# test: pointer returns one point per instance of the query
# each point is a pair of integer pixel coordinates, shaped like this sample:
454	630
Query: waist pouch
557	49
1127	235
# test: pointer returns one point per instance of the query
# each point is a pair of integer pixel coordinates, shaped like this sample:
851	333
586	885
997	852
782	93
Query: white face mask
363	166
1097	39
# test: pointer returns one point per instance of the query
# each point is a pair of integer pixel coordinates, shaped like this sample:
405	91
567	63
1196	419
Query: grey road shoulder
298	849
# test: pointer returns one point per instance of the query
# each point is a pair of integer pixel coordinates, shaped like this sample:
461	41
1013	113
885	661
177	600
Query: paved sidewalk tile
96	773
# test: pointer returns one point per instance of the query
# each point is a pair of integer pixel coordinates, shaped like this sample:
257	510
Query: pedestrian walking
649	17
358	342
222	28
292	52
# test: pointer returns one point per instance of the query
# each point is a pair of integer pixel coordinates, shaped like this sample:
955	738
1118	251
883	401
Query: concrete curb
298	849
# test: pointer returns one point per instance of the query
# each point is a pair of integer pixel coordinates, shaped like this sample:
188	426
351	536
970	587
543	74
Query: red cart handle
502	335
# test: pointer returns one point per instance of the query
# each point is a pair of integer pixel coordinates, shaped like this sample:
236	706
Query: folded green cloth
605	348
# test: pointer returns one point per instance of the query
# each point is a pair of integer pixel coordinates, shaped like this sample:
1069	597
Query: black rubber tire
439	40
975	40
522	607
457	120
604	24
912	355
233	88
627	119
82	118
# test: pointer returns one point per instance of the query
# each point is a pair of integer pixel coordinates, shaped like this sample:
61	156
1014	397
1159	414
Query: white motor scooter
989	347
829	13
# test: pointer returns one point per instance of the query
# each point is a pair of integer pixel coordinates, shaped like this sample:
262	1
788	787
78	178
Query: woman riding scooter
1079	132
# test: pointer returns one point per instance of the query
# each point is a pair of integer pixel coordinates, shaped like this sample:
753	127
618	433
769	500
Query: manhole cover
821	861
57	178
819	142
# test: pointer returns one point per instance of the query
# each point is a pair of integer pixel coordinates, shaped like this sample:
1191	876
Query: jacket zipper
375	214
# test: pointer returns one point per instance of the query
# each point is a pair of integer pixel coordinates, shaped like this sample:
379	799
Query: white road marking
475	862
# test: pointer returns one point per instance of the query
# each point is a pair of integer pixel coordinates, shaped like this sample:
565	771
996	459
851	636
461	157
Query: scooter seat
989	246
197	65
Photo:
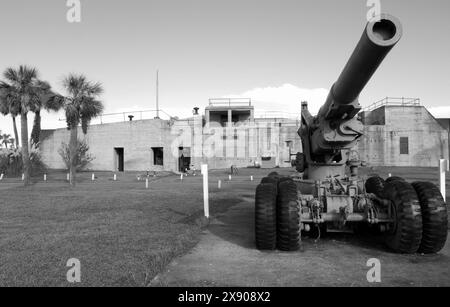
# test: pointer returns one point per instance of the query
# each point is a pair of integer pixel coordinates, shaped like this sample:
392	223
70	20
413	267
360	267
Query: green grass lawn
122	233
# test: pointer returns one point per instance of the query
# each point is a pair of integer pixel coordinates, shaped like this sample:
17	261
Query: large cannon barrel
379	37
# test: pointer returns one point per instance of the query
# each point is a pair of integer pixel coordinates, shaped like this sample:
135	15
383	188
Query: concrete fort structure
228	134
401	132
397	132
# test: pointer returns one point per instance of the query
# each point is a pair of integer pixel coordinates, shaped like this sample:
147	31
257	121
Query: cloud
285	99
440	112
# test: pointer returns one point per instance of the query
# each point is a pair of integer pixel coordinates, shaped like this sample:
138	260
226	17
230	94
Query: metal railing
394	101
230	102
125	116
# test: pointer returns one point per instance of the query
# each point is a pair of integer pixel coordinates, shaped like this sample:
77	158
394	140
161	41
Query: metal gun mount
336	127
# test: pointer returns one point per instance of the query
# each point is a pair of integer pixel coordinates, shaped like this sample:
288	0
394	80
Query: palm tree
9	106
43	103
6	139
23	92
80	105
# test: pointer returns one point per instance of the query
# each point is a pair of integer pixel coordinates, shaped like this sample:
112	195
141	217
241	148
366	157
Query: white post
205	189
443	167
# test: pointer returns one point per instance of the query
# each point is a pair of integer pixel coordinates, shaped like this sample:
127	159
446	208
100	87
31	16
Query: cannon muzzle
379	37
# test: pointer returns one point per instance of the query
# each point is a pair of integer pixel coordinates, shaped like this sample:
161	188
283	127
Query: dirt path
226	256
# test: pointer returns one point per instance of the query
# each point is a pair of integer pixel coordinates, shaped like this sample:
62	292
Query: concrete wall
428	141
242	146
137	138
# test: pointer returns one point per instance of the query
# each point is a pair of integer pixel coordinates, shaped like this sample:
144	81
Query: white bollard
443	167
205	189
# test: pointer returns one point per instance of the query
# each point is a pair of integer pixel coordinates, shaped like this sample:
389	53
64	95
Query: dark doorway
119	159
158	156
184	159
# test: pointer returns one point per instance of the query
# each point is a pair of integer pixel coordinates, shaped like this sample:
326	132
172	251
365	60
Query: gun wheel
375	185
394	178
288	218
434	217
406	232
265	216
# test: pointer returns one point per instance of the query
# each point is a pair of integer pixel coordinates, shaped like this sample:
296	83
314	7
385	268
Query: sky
277	52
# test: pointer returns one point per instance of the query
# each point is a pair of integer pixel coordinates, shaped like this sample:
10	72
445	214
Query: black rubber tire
406	236
434	217
288	227
300	162
265	216
375	185
394	178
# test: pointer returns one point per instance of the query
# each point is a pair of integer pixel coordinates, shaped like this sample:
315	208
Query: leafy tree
82	157
81	105
22	93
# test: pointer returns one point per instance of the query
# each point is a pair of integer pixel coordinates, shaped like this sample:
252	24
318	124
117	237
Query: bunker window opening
158	155
404	146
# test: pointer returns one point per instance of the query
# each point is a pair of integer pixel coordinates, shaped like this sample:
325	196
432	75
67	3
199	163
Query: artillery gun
330	194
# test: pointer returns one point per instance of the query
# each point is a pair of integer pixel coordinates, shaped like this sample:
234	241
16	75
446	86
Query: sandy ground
226	256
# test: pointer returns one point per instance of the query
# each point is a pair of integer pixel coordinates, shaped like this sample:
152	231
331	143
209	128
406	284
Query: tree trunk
16	134
35	133
73	153
25	150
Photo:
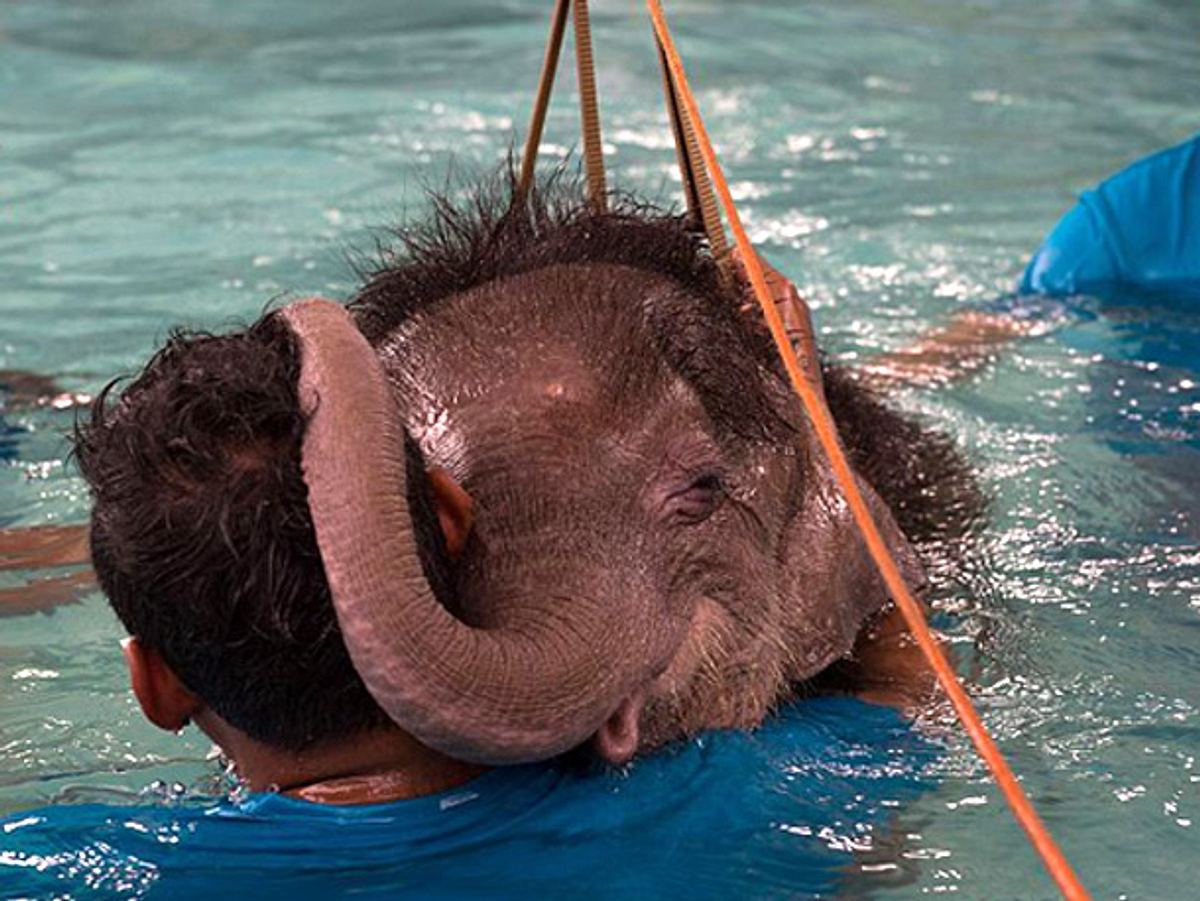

----------------------------------------

▶ [DIRECTIONS]:
Set the listing down exactly, without its pictures.

▶ [RESPONSE TO THE EXERCISE]:
# test: pointer returns one point per instance of the query
# each point is a pair of integer pixel coordinates, shaped like this sample:
454	630
Query: waist pouch
557	49
1127	235
# test: pointer returns one point per instance of the query
# each point is a pair of integer pixel coordinates, shaped like this sample:
851	333
586	885
997	852
782	93
Query: white face mask
363	166
1097	39
# test: pointer returns one point per instance of the query
# each point is a pair of integer pixel coordinates, shaped like this sample:
405	91
567	63
1196	419
Query: grey road shoulder
298	849
# test: pointer returns one point per instance of the query
# each point is a pair of integer pixel coordinates, shaped like this sample:
461	41
1013	113
885	661
177	600
Query: paved sidewalk tile
96	773
# test: pointer returns one point per instance of the query
# each point is a pair of integer pixel coordinates, shaped like this sample:
257	510
Query: pedestrian walking
649	17
358	342
222	28
292	52
# test: pointer returns one point per instance of the query
# each point is a pair of integer pixel coordinates, shaped like this sample:
955	738
1118	251
883	401
Query: concrete curb
298	849
# test: pointer returns one point per instance of the query
# each point is a pair of integer pixel coordinates, shaped like this sample:
188	426
351	536
970	587
543	74
Query: red cart handle
502	335
# test: pointer returns one point per instance of the query
# each point is a pair of integer pixel coordinates, shaped like this sample:
236	706
Query: folded green cloth
605	348
# test: pointer returns one point per instance of the query
# each point is a pair of integer pixel coordinates, shaped like this sample:
1069	597
Query: black rubber tire
439	40
975	40
522	607
457	120
604	24
912	355
233	88
627	119
82	118
# test: pointer returns one point per instance of the query
# each point is a pair of integer pixel coordinates, shaped like this sample:
61	156
1014	397
1159	414
Query: white motor scooter
989	347
829	13
# test: pointer returns one point per instance of the query
# each point is a pair of integer pixel coordinates, shaped like this sample:
262	1
788	787
78	178
Query: woman riding scooter
1079	132
# test: pointer returns one point per instance of the query
# each point is a pair of integer pixel coordinates, shaped like this sample:
753	127
618	433
769	500
Query: manhole cover
821	861
57	178
819	142
# test: pointer returns one point per instance of the query
# each point is a pair of integer pixel coordinates, shaped like this sample:
1191	876
Query: jacket zipper
375	214
# test: pointer returns one point per instance of the query
# each point is a pair of integer pixel coordinates, shaped like this sample:
379	799
Query: white road marking
475	862
# test: pointer returns one point per instance of the query
# each point is a pair of integer pixel coordinates, shaped like this sample:
565	771
996	459
851	636
461	157
Query: scooter seat
989	246
197	65
Photo:
# test: pointer returns one point per instance of the query
# each point is a pair of integer pixel coordinates, shaped like this sample:
392	223
70	20
413	267
360	267
Query: green grass lawn
122	233
# test: pointer returns one point per instance of the query
# each point is a pair of integer pixel coordinates, shaped like this sample:
17	261
Query: large cannon barrel
379	37
# test: pointer returns one point per instance of the query
# each point is a pair of integer pixel coordinates, shaped like this sample:
135	15
383	188
Query: concrete fort structure
228	134
401	132
397	132
# test: pointer returns one point per instance of the query
# each point is a pair of integer pixel coordinates, shaped like this sample:
147	31
257	121
Query: cloud
285	99
440	112
# test: pointer returns one point per instance of the query
# each point is a pair of integer pixel coordinates, shaped like this sample:
138	260
226	17
230	94
Query: metal railing
394	101
230	102
125	116
# test: pointer returns one point per instance of the query
# each point is a pair of integer pixel coordinates, shaped like this sample:
77	158
394	140
161	41
Query: metal gun mount
336	127
# test: pointer returns one point per instance of the query
# each point is a pair of integer pixel coordinates, shaped like this sample:
288	0
394	80
Query: palm tree
9	106
43	103
6	139
23	92
80	105
# test: pointer returns one point per instance of the query
# each point is a pair of integer pixel coordinates, shaped like this sample:
112	195
141	217
241	148
366	157
Query: white post
205	189
443	167
# test: pointer returns one point per instance of the query
# each point is a pair of integer pixel coordinates, shaped like this sample:
127	159
446	208
100	87
31	16
Query: cannon muzzle
379	37
# test: pointer returns one point per instance of the query
# each point is a pair of integer pixel coordinates, shaped like this sample:
161	188
283	127
Query: dirt path
226	256
# test: pointer returns one point per instance of the query
# each point is a pair of integer pixel coordinates, shaped like this sample:
62	292
Query: concrete wall
428	141
242	146
137	138
# test: pointer returns one point per instance of the query
# each point is a pair of integer pixel coordinates, shaped like this sample:
144	81
Query: white bollard
443	167
205	189
# test: pointer returns one point per instance of the query
# each point is a pair of integer pixel coordinates, shaped like this sample:
389	53
64	95
Query: dark doorway
119	159
158	156
184	159
# test: pointer returns one point per instance of the query
# each point is a pair of integer pixel coordinates, shaped like this sample:
326	132
172	251
365	60
Query: gun wheel
375	185
394	178
288	218
434	217
406	232
265	216
# test: pointer returns one point per instance of the query
# each point is a pair of integer pixel coordinates, shaped like this sample:
296	83
314	7
385	268
Query: sky
277	52
# test: pointer returns one point per instance of the query
# each point is a pair of integer pixel coordinates, shaped like this sample:
10	72
445	214
Query: black rubber tire
406	236
434	217
288	227
300	162
265	216
375	185
394	178
# test: pointer returns one point per instance of the query
# each point is a pair of integer pixel coordinates, shaped like this sample:
315	208
Query: leafy tree
82	157
81	105
22	93
# test: pointer returns one point per instance of the query
# each point is a pair of integer pixel coordinates, shaped like this sample:
252	24
318	124
117	237
Query: bunker window opening
158	155
404	146
# test: pointer returns one point per instance of the query
# each point is a pair of integer pixel coordinates, shaped like this sample:
325	196
432	75
67	3
199	163
Query: artillery gun
330	194
# test: pointer returns one point per instance of the query
# each point is a pair of integer pixel coordinates, shaped like this sample:
234	241
16	75
446	86
Query: sandy ground
226	256
# test: pointer returns one point per instance of the query
# each point is a pair of integer pixel coordinates, shaped like this sample:
152	231
331	143
209	128
406	284
Query: tree trunk
16	134
35	133
73	153
25	150
Photo:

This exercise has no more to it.